Records>
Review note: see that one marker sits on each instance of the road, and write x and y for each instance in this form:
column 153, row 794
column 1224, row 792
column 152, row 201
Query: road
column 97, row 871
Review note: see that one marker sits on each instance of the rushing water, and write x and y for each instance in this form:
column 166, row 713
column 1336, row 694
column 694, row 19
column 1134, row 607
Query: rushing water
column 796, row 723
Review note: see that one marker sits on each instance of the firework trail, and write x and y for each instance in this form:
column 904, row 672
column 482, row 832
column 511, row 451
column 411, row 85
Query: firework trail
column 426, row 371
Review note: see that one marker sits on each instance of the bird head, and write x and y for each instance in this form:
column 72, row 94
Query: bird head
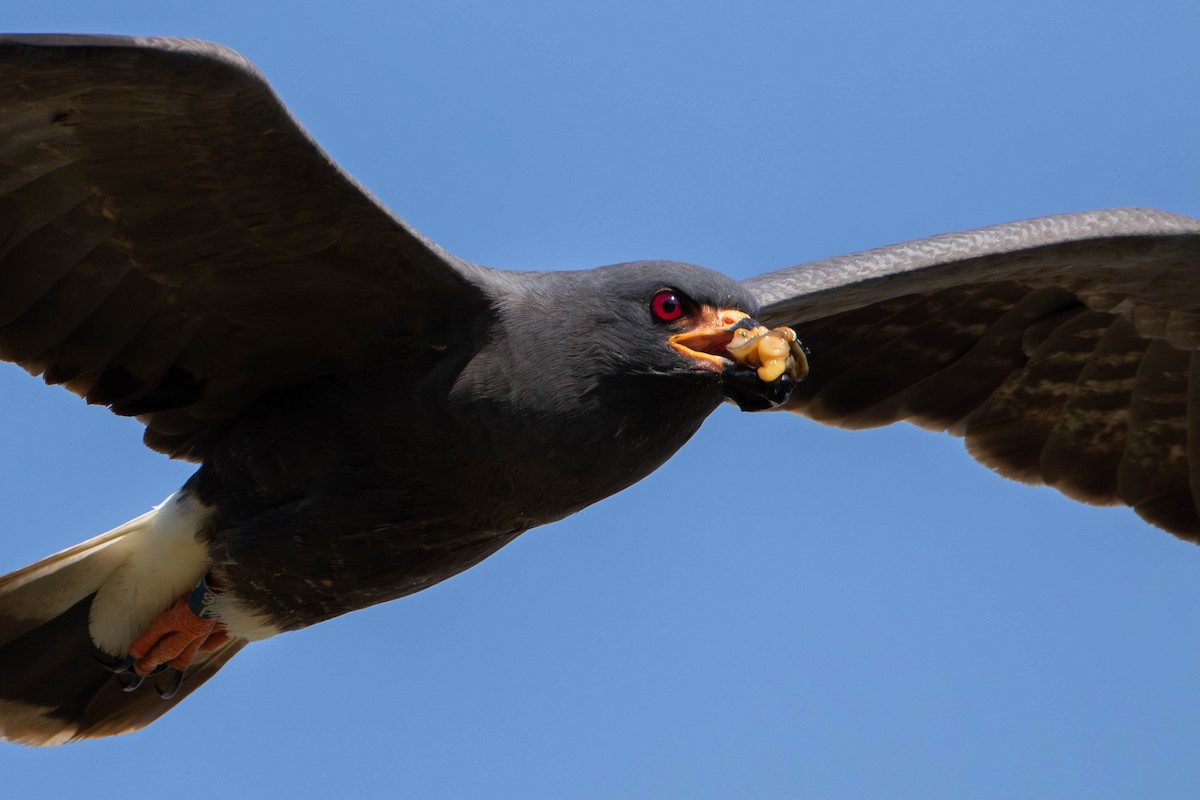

Given task> Copy out every one of the lines above word for word, but leave the pictures out.

Task output>
Review note: see that one marker sits on each instance of the road, and write x and y for each instance in this form:
column 153, row 794
column 1224, row 792
column 152, row 201
Query: road
column 97, row 871
Review note: see that one marker sits on each instance of the rushing water, and write x and y for each instance in this form:
column 166, row 713
column 1336, row 694
column 694, row 19
column 1134, row 607
Query: rushing water
column 796, row 723
Review note: see that one marker sits on each instance of the firework trail, and write x and y for each instance in this form:
column 904, row 672
column 482, row 832
column 511, row 451
column 411, row 85
Query: firework trail
column 426, row 371
Review note: see that one marker sits on each instance of the bird head, and write x and y for each instance in this form:
column 72, row 94
Query: bird head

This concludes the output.